#### Records shown

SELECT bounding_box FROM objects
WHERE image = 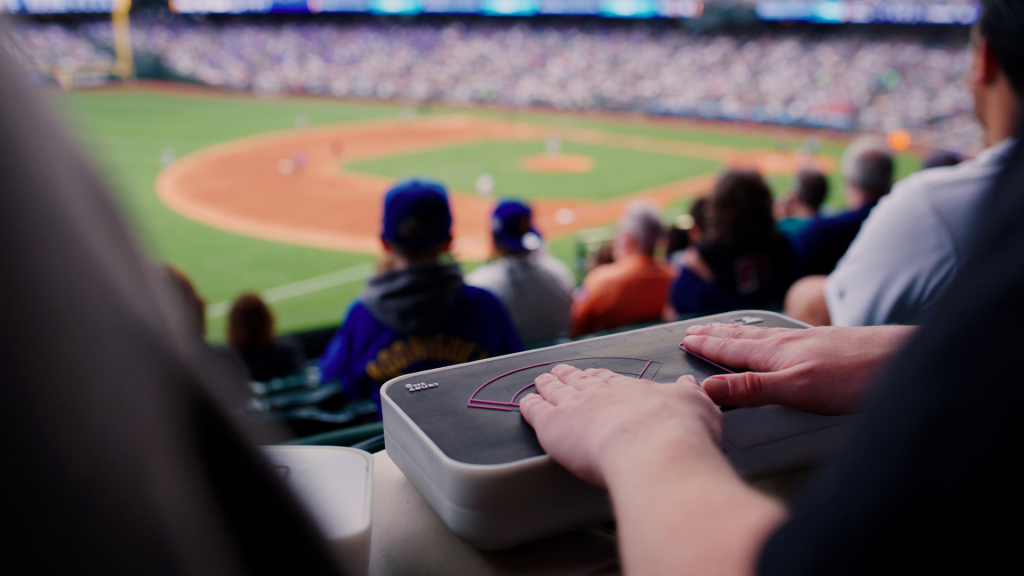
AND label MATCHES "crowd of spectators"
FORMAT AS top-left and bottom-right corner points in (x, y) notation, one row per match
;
(6, 15), (979, 148)
(0, 23), (114, 81)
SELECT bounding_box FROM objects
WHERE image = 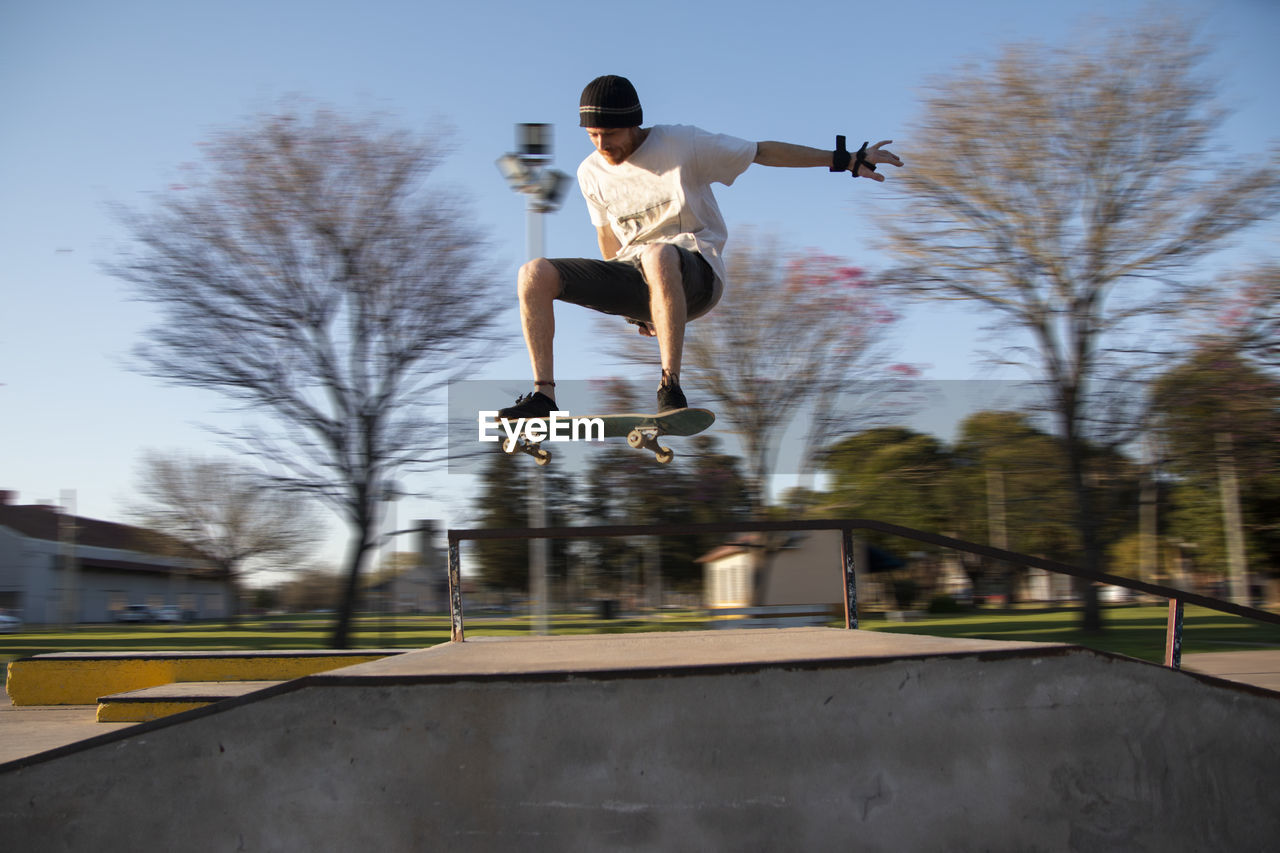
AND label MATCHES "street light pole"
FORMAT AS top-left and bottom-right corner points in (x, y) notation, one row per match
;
(498, 124), (568, 634)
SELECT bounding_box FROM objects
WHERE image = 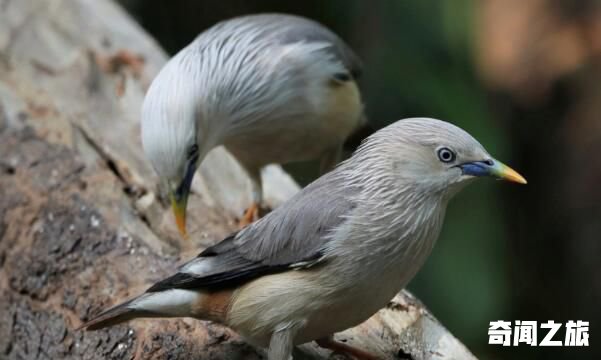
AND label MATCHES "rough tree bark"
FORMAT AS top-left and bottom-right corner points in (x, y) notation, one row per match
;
(0, 0), (474, 359)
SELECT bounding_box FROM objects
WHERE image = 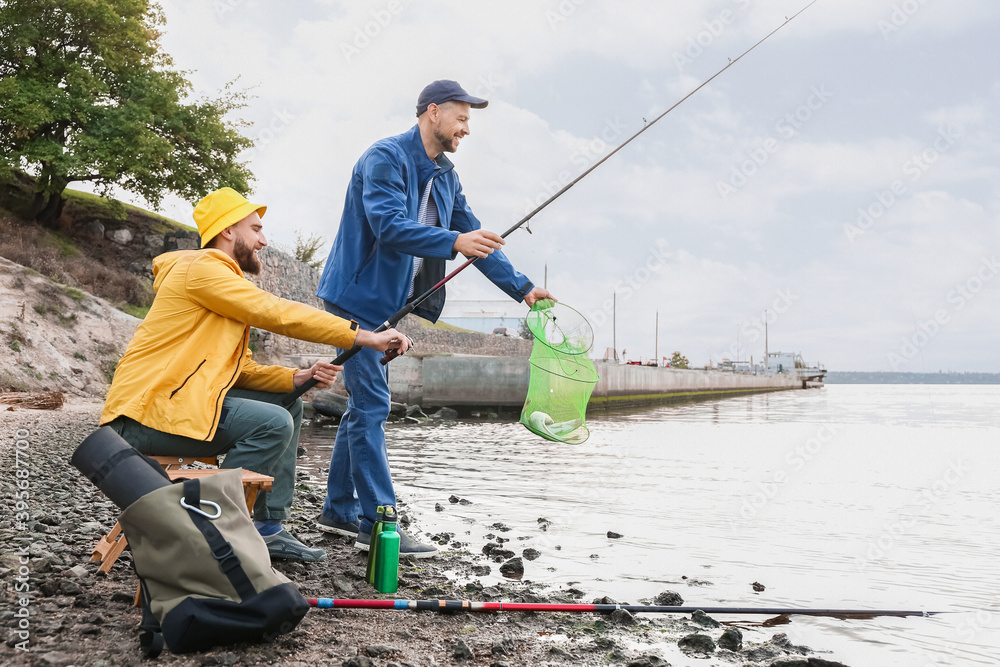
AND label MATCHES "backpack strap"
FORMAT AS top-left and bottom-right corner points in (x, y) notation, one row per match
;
(181, 479), (257, 600)
(139, 580), (164, 659)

########

Exercise -> Quote the records word for word from their very first line through the line containing "(0, 23), (114, 81)", with both ends included. Leave the pictures out of your answer.

Complete output ->
SELECT bounding_box FROM objects
WHERE image = 
AND label MATCHES "crowd of spectators"
FORMAT AS top-left and bottom-right corner points in (x, y) notation, one row per match
;
(6, 15), (979, 148)
(0, 23), (114, 81)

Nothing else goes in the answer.